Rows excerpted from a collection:
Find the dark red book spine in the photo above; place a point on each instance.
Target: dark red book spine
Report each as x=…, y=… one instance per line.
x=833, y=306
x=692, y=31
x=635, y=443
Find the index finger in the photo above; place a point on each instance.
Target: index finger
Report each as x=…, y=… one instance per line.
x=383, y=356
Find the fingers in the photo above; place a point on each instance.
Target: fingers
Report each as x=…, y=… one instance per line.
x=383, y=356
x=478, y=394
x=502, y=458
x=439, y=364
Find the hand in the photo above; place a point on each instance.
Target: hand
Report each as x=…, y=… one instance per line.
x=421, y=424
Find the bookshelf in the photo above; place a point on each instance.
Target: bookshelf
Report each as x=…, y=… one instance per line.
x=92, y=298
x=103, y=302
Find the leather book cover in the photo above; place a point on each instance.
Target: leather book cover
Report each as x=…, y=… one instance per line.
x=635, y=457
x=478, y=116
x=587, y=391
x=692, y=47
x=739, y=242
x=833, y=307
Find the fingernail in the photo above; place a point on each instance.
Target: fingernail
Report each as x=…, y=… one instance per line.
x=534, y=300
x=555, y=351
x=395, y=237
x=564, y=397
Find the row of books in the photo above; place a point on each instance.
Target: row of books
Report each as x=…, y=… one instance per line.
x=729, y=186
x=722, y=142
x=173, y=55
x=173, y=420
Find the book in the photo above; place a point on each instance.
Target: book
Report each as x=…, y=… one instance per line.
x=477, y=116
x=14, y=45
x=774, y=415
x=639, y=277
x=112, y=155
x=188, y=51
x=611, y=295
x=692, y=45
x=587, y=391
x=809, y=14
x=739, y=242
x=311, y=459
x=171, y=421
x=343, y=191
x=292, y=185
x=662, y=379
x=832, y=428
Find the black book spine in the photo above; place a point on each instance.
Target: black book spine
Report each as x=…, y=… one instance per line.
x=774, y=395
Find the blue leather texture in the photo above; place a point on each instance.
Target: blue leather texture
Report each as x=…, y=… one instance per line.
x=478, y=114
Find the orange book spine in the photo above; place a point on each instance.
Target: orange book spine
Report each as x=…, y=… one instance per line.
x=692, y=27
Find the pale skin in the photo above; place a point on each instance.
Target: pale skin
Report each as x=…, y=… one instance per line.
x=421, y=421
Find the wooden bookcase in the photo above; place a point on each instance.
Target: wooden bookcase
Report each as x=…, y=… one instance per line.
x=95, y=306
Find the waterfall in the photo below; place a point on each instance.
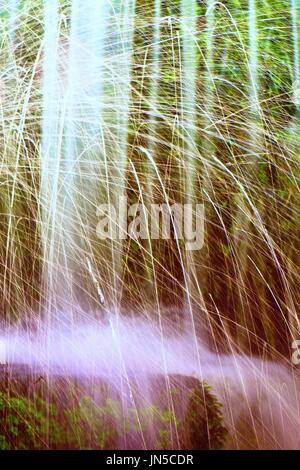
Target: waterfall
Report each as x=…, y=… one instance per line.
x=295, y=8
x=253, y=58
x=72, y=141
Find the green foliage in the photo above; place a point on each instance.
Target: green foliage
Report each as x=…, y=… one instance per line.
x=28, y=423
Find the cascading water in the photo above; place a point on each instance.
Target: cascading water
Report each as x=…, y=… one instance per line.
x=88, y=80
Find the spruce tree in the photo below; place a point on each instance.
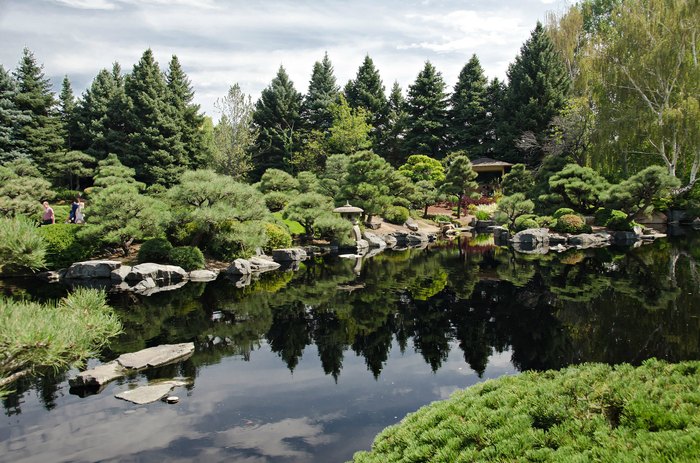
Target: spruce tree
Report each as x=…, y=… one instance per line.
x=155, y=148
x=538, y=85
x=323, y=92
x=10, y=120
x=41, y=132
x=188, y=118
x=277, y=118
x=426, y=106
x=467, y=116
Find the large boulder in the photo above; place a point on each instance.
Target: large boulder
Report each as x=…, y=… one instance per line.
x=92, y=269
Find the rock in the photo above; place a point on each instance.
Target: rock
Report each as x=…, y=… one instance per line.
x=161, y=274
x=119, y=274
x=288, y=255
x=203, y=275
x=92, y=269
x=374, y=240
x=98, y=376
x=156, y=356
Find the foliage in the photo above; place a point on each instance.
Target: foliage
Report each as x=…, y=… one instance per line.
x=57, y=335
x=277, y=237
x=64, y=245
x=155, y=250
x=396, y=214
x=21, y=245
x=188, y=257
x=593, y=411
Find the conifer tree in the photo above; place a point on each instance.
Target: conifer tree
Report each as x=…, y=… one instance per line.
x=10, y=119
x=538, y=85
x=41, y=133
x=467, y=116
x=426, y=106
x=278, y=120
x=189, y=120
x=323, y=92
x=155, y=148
==
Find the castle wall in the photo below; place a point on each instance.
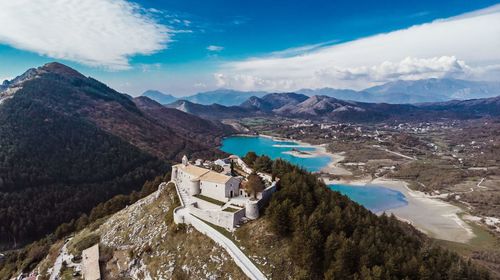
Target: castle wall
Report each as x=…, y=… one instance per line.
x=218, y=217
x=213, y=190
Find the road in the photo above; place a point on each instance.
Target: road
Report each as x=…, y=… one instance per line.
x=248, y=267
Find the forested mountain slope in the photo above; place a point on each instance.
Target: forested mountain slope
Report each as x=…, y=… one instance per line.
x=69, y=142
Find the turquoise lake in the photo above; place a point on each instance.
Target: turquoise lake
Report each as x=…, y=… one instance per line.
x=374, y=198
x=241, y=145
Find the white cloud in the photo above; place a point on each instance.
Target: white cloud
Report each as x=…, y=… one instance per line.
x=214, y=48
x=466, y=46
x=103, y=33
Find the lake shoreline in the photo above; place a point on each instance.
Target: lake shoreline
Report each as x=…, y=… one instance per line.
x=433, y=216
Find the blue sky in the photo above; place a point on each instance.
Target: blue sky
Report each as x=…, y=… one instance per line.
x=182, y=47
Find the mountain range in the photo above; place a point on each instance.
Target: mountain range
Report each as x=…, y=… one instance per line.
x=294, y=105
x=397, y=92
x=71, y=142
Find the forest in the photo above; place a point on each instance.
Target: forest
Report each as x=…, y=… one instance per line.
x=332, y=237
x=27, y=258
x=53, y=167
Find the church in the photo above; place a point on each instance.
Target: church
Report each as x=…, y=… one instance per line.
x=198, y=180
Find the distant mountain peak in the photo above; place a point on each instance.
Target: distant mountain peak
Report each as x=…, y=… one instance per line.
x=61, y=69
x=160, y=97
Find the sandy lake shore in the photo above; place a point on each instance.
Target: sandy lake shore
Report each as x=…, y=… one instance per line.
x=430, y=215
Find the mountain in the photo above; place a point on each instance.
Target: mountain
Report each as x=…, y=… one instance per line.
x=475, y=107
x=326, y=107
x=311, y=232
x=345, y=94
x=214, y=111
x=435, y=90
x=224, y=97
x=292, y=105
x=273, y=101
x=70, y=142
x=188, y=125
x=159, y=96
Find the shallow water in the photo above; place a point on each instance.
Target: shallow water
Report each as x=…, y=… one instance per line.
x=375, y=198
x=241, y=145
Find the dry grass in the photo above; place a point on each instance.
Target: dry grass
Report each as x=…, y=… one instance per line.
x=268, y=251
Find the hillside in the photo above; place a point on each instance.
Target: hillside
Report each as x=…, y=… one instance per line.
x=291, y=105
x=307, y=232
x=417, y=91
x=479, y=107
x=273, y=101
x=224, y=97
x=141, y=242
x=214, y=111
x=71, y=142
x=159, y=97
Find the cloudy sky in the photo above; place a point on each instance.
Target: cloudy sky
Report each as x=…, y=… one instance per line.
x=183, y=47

AIM
Please give the rows above as a numbered list, starting with the line that contains "Find the wooden" and going on through the line that contains "x=593, y=411", with blank lines dropped and the pictures left out.

REPLY TO THE EXERCISE
1. Find the wooden bookcase in the photo above; place a point on each instance.
2. Target: wooden bookcase
3. Report each as x=…, y=… one instance per line.
4. x=95, y=306
5. Find the waterfall in the photo below; place a point on each instance.
6. Target: waterfall
7. Report each as x=…, y=… one instance per line.
8. x=295, y=8
9. x=253, y=58
10. x=72, y=141
11. Find the green foliage in the photo above; place a point on each instance.
12. Target: green foliage
13. Report each as x=…, y=… one instance per line.
14. x=28, y=423
15. Find the cascading water in the photo above; place a point on each instance.
16. Target: cascading water
17. Report each as x=…, y=… one instance per line.
18. x=88, y=80
19. Find the spruce tree in the photo below; place a point on each instance.
20. Target: spruce tree
21. Report each as x=…, y=… one instance per line.
22. x=155, y=148
23. x=538, y=85
24. x=323, y=92
25. x=10, y=120
26. x=41, y=132
27. x=188, y=118
28. x=277, y=118
29. x=426, y=106
30. x=467, y=116
31. Find the large boulder in the photo above; place a point on each instance.
32. Target: large boulder
33. Report each as x=…, y=… one instance per line.
34. x=92, y=269
35. Find the rock in the photo above; place a point on each instance.
36. Target: rock
37. Report each as x=…, y=… one instance per line.
38. x=161, y=274
39. x=119, y=274
40. x=288, y=255
41. x=203, y=275
42. x=92, y=269
43. x=374, y=240
44. x=98, y=376
45. x=156, y=356
46. Find the foliage in the photo above; place a point on each instance.
47. Target: foliage
48. Report each as x=…, y=… one instance per line.
49. x=57, y=335
50. x=277, y=237
51. x=64, y=245
52. x=155, y=250
53. x=396, y=214
54. x=21, y=245
55. x=188, y=257
56. x=593, y=411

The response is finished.